--- START OF Listed records ---
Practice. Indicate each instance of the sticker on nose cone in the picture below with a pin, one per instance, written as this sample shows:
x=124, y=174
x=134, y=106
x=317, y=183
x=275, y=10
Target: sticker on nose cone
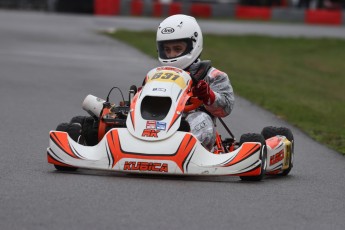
x=161, y=125
x=168, y=30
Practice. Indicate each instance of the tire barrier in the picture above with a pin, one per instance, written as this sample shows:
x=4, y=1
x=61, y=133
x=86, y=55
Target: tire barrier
x=221, y=10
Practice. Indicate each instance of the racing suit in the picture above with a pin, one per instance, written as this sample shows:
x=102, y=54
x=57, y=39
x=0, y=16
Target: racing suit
x=202, y=120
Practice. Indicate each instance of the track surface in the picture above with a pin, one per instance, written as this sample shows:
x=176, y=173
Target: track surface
x=48, y=64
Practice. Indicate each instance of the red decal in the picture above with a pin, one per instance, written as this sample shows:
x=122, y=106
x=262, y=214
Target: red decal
x=145, y=166
x=169, y=68
x=150, y=133
x=277, y=157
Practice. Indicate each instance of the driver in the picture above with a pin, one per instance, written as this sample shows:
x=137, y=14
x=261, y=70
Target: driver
x=179, y=44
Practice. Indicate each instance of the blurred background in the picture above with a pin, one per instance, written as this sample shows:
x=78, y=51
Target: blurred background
x=89, y=6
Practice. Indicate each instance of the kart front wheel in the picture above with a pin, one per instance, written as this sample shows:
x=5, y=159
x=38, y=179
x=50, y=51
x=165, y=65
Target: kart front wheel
x=271, y=131
x=73, y=131
x=254, y=137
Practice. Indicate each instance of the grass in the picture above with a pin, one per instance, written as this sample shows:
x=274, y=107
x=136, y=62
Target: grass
x=300, y=80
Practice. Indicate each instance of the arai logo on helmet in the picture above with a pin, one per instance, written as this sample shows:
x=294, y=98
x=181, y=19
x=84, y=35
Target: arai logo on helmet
x=168, y=30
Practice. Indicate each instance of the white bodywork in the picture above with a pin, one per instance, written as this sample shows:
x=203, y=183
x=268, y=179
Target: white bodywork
x=155, y=146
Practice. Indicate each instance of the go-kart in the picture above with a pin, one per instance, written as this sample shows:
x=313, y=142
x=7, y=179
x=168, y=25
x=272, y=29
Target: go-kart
x=148, y=134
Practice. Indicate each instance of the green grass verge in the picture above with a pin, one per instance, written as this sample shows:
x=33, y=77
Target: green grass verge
x=300, y=80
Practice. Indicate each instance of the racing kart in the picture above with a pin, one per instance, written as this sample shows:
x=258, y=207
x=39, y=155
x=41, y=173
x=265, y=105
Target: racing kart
x=148, y=134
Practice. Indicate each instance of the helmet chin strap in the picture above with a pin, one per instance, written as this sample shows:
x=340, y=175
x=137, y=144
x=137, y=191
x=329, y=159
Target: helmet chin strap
x=194, y=62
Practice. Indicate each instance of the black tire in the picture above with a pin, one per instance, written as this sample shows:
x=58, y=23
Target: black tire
x=74, y=131
x=272, y=131
x=254, y=137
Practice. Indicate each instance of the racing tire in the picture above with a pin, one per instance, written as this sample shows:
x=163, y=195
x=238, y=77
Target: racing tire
x=271, y=131
x=255, y=137
x=74, y=131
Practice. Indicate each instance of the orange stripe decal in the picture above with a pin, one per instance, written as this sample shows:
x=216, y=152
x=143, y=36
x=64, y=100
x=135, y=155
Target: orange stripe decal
x=51, y=160
x=245, y=152
x=255, y=172
x=179, y=157
x=61, y=140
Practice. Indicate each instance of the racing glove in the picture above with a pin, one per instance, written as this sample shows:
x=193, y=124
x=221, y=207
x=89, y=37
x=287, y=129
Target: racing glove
x=204, y=92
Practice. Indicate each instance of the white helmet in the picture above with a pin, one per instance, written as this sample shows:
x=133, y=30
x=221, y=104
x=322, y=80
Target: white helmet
x=179, y=27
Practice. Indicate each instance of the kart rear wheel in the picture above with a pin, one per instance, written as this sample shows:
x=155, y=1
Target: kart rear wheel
x=271, y=131
x=73, y=131
x=254, y=137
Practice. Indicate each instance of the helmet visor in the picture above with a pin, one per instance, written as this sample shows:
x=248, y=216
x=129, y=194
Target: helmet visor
x=171, y=49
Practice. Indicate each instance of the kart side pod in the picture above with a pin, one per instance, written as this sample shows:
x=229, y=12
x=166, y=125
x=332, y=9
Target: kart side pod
x=182, y=154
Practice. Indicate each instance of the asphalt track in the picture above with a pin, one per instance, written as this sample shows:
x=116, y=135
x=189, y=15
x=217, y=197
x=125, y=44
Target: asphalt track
x=49, y=63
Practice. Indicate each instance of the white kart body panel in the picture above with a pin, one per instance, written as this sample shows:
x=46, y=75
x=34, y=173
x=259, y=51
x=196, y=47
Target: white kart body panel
x=180, y=154
x=158, y=85
x=155, y=145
--- END OF Listed records ---
What is required:
Write out all the items again with every "Practice" swapped for "Exercise" and nothing else altered. Omit the pictures.

In response:
Exercise. Indicate each instance of the sticker on nose cone in the picture below with a pin, one per instance, written as this sample shows:
x=124, y=174
x=134, y=106
x=317, y=183
x=275, y=10
Target: sticker on nose cone
x=161, y=125
x=168, y=30
Exercise. Indicate each instance of the tire barrier in the picture above with a pin, one per instance, written as this sample shows:
x=4, y=1
x=61, y=133
x=86, y=55
Target: tire barrier
x=221, y=10
Exercise. Indicate each instance of the racing suit in the picture above with a pin, one per instance, written as this sample shows:
x=102, y=54
x=57, y=39
x=0, y=16
Target: racing suit
x=202, y=120
Exercise. Indicate each instance of the track surface in the picture above with a pin, one per instance, written as this sample shows:
x=176, y=173
Target: track surface
x=48, y=64
Exercise. Indicate each instance of the red decal in the picture above with a pin, one per instance, written as this sample shows:
x=122, y=106
x=262, y=214
Target: red decal
x=145, y=166
x=169, y=68
x=150, y=133
x=277, y=157
Exercise. Indicate each instance of the driver in the picture above with a pin, one per instance, written as this sample shows:
x=137, y=14
x=261, y=70
Target: driver
x=179, y=44
Exercise. Indicate each instance of the blurred background in the picture above with a pin, one per instance, written as this sample shows:
x=78, y=51
Target: blurred background
x=89, y=6
Exercise. Indicate each instance of the kart front wheel in the picture above with a pin, one per instance, written as this sample shows:
x=5, y=159
x=38, y=179
x=50, y=51
x=165, y=65
Target: kart front wheel
x=271, y=131
x=73, y=131
x=254, y=137
Exercise. Indicate each instance of the grass in the picture above with a pin, one per instance, written as this sample shows:
x=274, y=107
x=136, y=62
Target: grass
x=300, y=80
Exercise. Indicate each instance of the arai logo on helmet in the picture above with a pin, one per instance, written as this sample shows:
x=294, y=98
x=181, y=19
x=84, y=35
Target: arai logo on helmet
x=168, y=30
Exercise. Indicate each instance of the white bodywork in the picture above with a pin, one per instance, written as this sample shows:
x=203, y=183
x=268, y=179
Target: white bodywork
x=155, y=146
Exercise. Indicate each instance of the go-kart in the picture above with a pin, one per instance, written as this sample shows:
x=313, y=142
x=7, y=179
x=168, y=25
x=272, y=29
Target: go-kart
x=148, y=134
Exercise. Indicate each instance of the green grass verge in the picture above with a pin, one per instance, written as this sample shows:
x=33, y=77
Target: green grass verge
x=300, y=80
Exercise. Indicate each instance of the racing kart in the picture above with a pin, one per instance, written as this sample shows:
x=258, y=207
x=39, y=155
x=41, y=173
x=265, y=105
Target: racing kart
x=148, y=134
Exercise. Indicate each instance of the helmet chin strap in the picture above with a pin, one per instance, written as this sample shows:
x=340, y=175
x=137, y=144
x=137, y=191
x=329, y=159
Target: helmet chin strap
x=194, y=62
Exercise. Indicate each instance of the black tire in the picture above with a pin, one per instance, written as this sample shows:
x=58, y=23
Target: black tire
x=74, y=131
x=272, y=131
x=254, y=137
Exercise. Indicate each instance of the racing tire in the picture above with a pin, one per instance, written as this sample shows:
x=163, y=195
x=238, y=77
Target: racing tire
x=271, y=131
x=255, y=137
x=74, y=131
Exercise. Indicate each instance of the orange stripe decal in the picture above with a pin, one per instance, written as this sample shows:
x=216, y=152
x=143, y=36
x=64, y=100
x=135, y=155
Target: orange stripe decal
x=51, y=160
x=245, y=152
x=255, y=172
x=179, y=157
x=61, y=140
Exercise. Indicate each instance of the racing glove in the picture above with a pin, one per instance, written as this sample shows:
x=193, y=124
x=221, y=207
x=89, y=37
x=287, y=129
Target: racing glove
x=204, y=92
Exercise. Indicate each instance of the white helmet in the picture above with a pin, one per instance, written as this sample shows:
x=133, y=30
x=221, y=104
x=322, y=80
Target: white helmet
x=179, y=27
Exercise. Indicate each instance of the kart rear wheel in the picture above with a pin, one per instance, written as this sample shows:
x=155, y=1
Target: kart rear wheel
x=271, y=131
x=73, y=131
x=254, y=137
Exercise. Indicate each instance of the helmet visor in the picture above with a pin, one per instance, written as this sample shows:
x=248, y=216
x=129, y=194
Target: helmet visor
x=171, y=49
Exercise. Indicate each instance of the kart side pod in the picture above with a pin, one per instance, written as this sample shows:
x=229, y=12
x=166, y=125
x=332, y=9
Target: kart side pod
x=182, y=154
Exercise. Indicate each instance of the asphalt track in the picture above with a pin, one per instance, written as this sample shows:
x=116, y=135
x=189, y=15
x=217, y=197
x=125, y=44
Target: asphalt track
x=49, y=63
Exercise. Indicate each instance of the white kart body panel in the picture above with a pin, one per instance, written as this sample shows:
x=46, y=75
x=34, y=173
x=259, y=51
x=196, y=47
Target: white kart body panel
x=180, y=154
x=158, y=85
x=155, y=145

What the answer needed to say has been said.